-- Start of RECORDS FOR THE TASK --

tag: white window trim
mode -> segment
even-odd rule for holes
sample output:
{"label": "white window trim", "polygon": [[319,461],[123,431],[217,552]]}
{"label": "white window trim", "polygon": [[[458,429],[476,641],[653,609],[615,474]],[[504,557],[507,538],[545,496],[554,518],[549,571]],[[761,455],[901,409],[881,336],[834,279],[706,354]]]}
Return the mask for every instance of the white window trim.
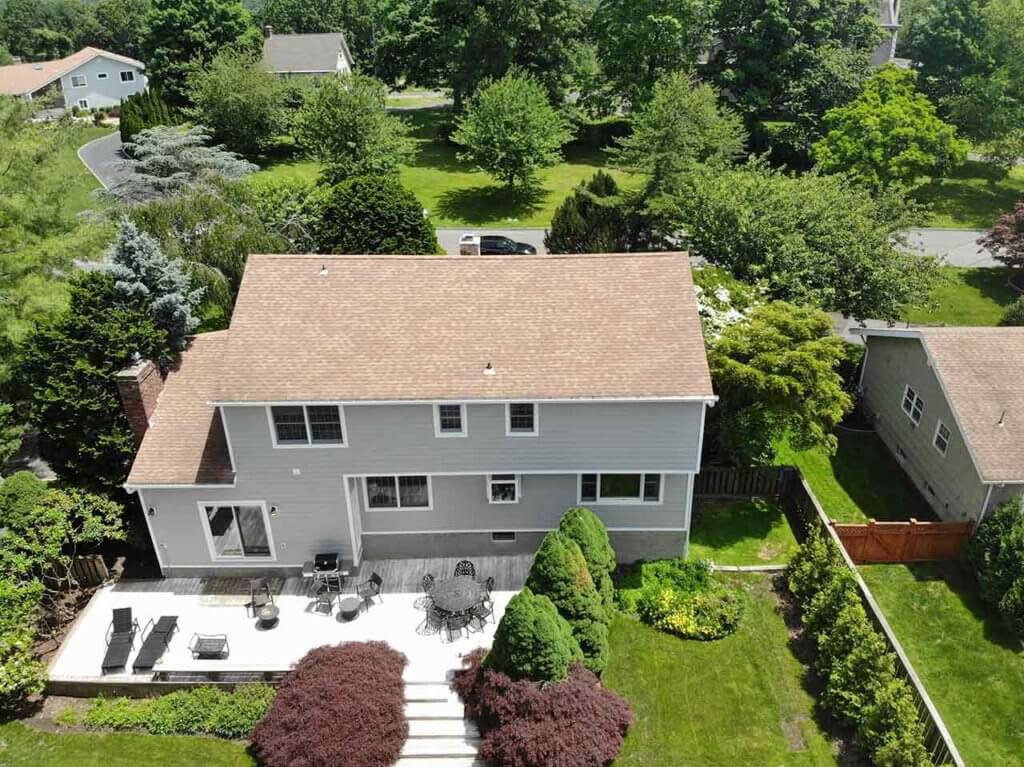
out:
{"label": "white window trim", "polygon": [[[374,508],[370,505],[370,486],[367,480],[370,477],[394,477],[395,481],[395,500],[398,502],[397,506],[387,509]],[[398,491],[398,477],[426,477],[427,478],[427,505],[426,506],[402,506],[401,505],[401,493]],[[434,481],[431,479],[430,474],[423,474],[415,471],[407,471],[402,474],[388,474],[386,472],[381,472],[379,474],[367,474],[362,477],[362,502],[364,508],[368,512],[374,514],[383,513],[389,514],[395,511],[433,511],[434,510]]]}
{"label": "white window trim", "polygon": [[[210,520],[206,516],[207,506],[259,506],[263,512],[263,525],[266,528],[266,540],[270,547],[268,557],[233,557],[224,556],[217,553],[217,547],[213,545],[213,534],[210,532]],[[266,510],[265,501],[200,501],[199,508],[200,524],[203,526],[203,535],[206,537],[206,546],[210,552],[210,559],[215,562],[276,562],[278,549],[273,545],[273,528],[270,526],[270,515]],[[256,566],[256,565],[254,565]]]}
{"label": "white window trim", "polygon": [[[946,448],[945,448],[945,450],[942,450],[941,448],[939,448],[939,429],[945,429],[946,430],[946,434],[949,435],[949,436],[946,437]],[[953,438],[952,429],[950,429],[948,426],[946,426],[944,423],[942,423],[942,419],[941,418],[937,419],[935,421],[935,432],[932,434],[932,446],[935,448],[935,450],[938,452],[938,454],[940,456],[945,457],[946,453],[949,451],[949,442],[952,441],[952,438]]]}
{"label": "white window trim", "polygon": [[[495,477],[496,476],[501,476],[501,475],[504,475],[504,474],[512,474],[512,472],[510,472],[510,471],[509,472],[501,472],[500,471],[497,474],[487,474],[486,475],[486,482],[484,482],[484,492],[487,495],[487,503],[495,504],[496,506],[507,506],[507,505],[510,505],[510,504],[517,504],[517,503],[519,503],[519,499],[522,498],[522,483],[520,481],[520,478],[522,477],[522,475],[521,474],[512,474],[512,479],[511,480],[509,480],[509,479],[498,479],[497,483],[498,484],[509,484],[510,481],[513,482],[515,484],[515,501],[495,501],[495,494],[494,494],[494,489],[493,489],[493,485],[496,482]],[[504,530],[499,530],[499,531],[503,532]]]}
{"label": "white window trim", "polygon": [[[534,406],[534,430],[532,431],[512,431],[512,406],[532,404]],[[518,399],[514,402],[505,402],[505,436],[507,437],[536,437],[541,433],[541,404],[525,399]]]}
{"label": "white window trim", "polygon": [[[337,408],[338,409],[338,420],[341,422],[341,441],[340,442],[314,442],[313,432],[309,428],[309,411],[308,408]],[[274,408],[302,408],[302,417],[306,421],[306,443],[305,444],[278,444],[278,428],[273,424],[273,409]],[[270,429],[270,444],[275,450],[288,450],[289,448],[298,448],[299,450],[309,450],[310,448],[347,448],[348,446],[348,425],[345,423],[345,408],[341,404],[334,404],[329,402],[324,406],[319,404],[268,404],[266,406],[266,423]]]}
{"label": "white window trim", "polygon": [[[910,402],[910,410],[909,410],[909,412],[906,410],[906,408],[903,407],[903,402],[906,401],[906,395],[908,393],[912,393],[913,394],[913,400]],[[921,402],[921,415],[918,416],[918,420],[914,420],[914,418],[913,418],[913,407],[918,402]],[[921,394],[919,394],[914,389],[910,388],[909,384],[907,384],[906,386],[903,387],[903,396],[900,397],[899,409],[900,409],[900,412],[909,419],[910,423],[913,424],[914,427],[921,425],[922,416],[925,415],[925,400],[921,397]]]}
{"label": "white window trim", "polygon": [[[583,475],[597,474],[597,500],[583,500]],[[601,474],[639,474],[640,495],[637,498],[602,498],[601,497]],[[643,487],[644,477],[647,474],[658,474],[660,479],[657,483],[657,501],[644,501]],[[664,506],[665,505],[665,472],[664,471],[581,471],[577,474],[577,506]]]}
{"label": "white window trim", "polygon": [[[441,406],[458,406],[459,417],[462,420],[462,431],[441,431]],[[469,436],[469,424],[466,421],[465,402],[435,402],[434,403],[434,436],[435,437],[467,437]]]}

-- End of RECORDS FOR THE TASK --

=== EXERCISE GOAL ===
Can you lay out all of the data above as a JSON list of strings, one string per line, leaving out blank lines and the pictures?

=== RESPONSE TO THIS EXERCISE ===
[
  "tag: white window trim",
  "mode -> segment",
  "even-odd rule for holes",
  "sample output:",
  "{\"label\": \"white window trim\", \"polygon\": [[319,461],[123,431],[217,552]]}",
  "{\"label\": \"white window trim\", \"polygon\": [[[458,429],[476,641],[653,609],[615,474]],[[504,557],[507,538],[545,496],[554,518],[549,571]],[[761,455],[901,409],[881,336],[834,279],[706,354]]]}",
  "Return the mask for every instance of the white window trim.",
  "out:",
  "{\"label\": \"white window trim\", \"polygon\": [[[374,508],[370,505],[370,486],[367,480],[370,477],[394,477],[395,481],[395,500],[398,502],[397,506],[387,509]],[[398,491],[398,477],[426,477],[427,478],[427,505],[426,506],[402,506],[401,505],[401,493]],[[434,481],[431,479],[430,474],[423,474],[415,471],[407,471],[402,474],[388,474],[386,472],[381,472],[379,474],[367,474],[362,477],[362,502],[364,508],[368,512],[374,514],[383,513],[389,514],[395,511],[433,511],[434,510]]]}",
  "{\"label\": \"white window trim\", \"polygon\": [[[210,520],[206,516],[207,506],[259,506],[263,512],[263,525],[266,528],[266,540],[270,547],[268,557],[233,557],[224,556],[217,553],[217,547],[213,545],[213,534],[210,532]],[[266,510],[265,501],[200,501],[199,508],[200,524],[203,526],[203,535],[206,537],[206,546],[210,552],[210,559],[215,562],[276,562],[278,549],[273,545],[273,528],[270,526],[270,515]],[[256,566],[256,565],[254,565]]]}",
  "{\"label\": \"white window trim\", \"polygon\": [[[946,448],[945,448],[945,450],[942,450],[941,448],[939,448],[939,429],[945,429],[946,430],[946,434],[949,435],[949,436],[946,437]],[[953,438],[952,429],[950,429],[948,426],[946,426],[944,423],[942,423],[942,419],[941,418],[937,419],[935,421],[935,432],[932,434],[932,446],[935,448],[935,450],[938,452],[938,454],[940,456],[945,457],[946,453],[949,451],[949,442],[952,441],[952,438]]]}",
  "{\"label\": \"white window trim\", \"polygon\": [[[495,477],[496,476],[501,476],[501,475],[504,475],[504,474],[512,474],[512,472],[510,472],[510,471],[509,472],[501,472],[500,471],[497,474],[487,474],[486,475],[486,482],[484,482],[484,492],[487,495],[487,503],[495,504],[496,506],[507,506],[507,505],[510,505],[510,504],[517,504],[517,503],[519,503],[519,499],[522,498],[522,483],[520,481],[520,478],[522,477],[522,475],[521,474],[512,474],[512,479],[511,480],[509,480],[509,479],[498,479],[497,483],[498,484],[509,484],[510,481],[513,482],[515,484],[515,501],[495,501],[495,494],[494,494],[494,489],[493,489],[493,485],[496,482]],[[504,530],[499,530],[499,531],[503,532]]]}",
  "{\"label\": \"white window trim\", \"polygon\": [[[534,406],[534,430],[532,431],[512,431],[512,406],[532,404]],[[518,399],[514,402],[505,402],[505,436],[507,437],[536,437],[541,433],[541,404],[525,399]]]}",
  "{\"label\": \"white window trim\", \"polygon\": [[[337,408],[338,409],[338,420],[341,422],[341,441],[340,442],[314,442],[313,432],[309,428],[309,411],[308,408]],[[274,408],[302,408],[302,417],[306,421],[306,443],[305,444],[278,444],[278,428],[273,424],[273,409]],[[270,429],[270,444],[275,450],[288,450],[289,448],[298,448],[299,450],[309,450],[310,448],[347,448],[348,446],[348,425],[345,423],[345,408],[341,404],[334,404],[329,402],[324,406],[319,404],[268,404],[266,406],[266,423]]]}",
  "{\"label\": \"white window trim\", \"polygon\": [[[910,402],[910,410],[909,410],[909,412],[906,410],[906,408],[903,407],[903,402],[906,401],[906,395],[908,393],[912,393],[913,394],[913,400]],[[921,402],[921,415],[918,416],[918,420],[914,420],[914,418],[913,418],[913,407],[918,402]],[[921,394],[919,394],[914,389],[910,388],[909,384],[907,384],[906,386],[903,387],[903,396],[900,397],[899,409],[900,409],[900,412],[909,419],[910,423],[913,424],[914,427],[921,425],[922,416],[925,415],[925,400],[921,397]]]}",
  "{\"label\": \"white window trim\", \"polygon\": [[[583,475],[597,474],[597,500],[583,500]],[[601,474],[639,474],[640,495],[637,498],[602,498],[601,497]],[[643,487],[644,477],[647,474],[658,474],[660,479],[657,483],[657,501],[644,501]],[[664,506],[665,505],[665,472],[664,471],[581,471],[577,474],[577,506]]]}",
  "{\"label\": \"white window trim\", \"polygon\": [[[441,406],[458,406],[459,417],[462,420],[462,431],[441,431]],[[469,436],[469,424],[466,421],[465,402],[435,402],[434,403],[434,436],[435,437],[467,437]]]}"
]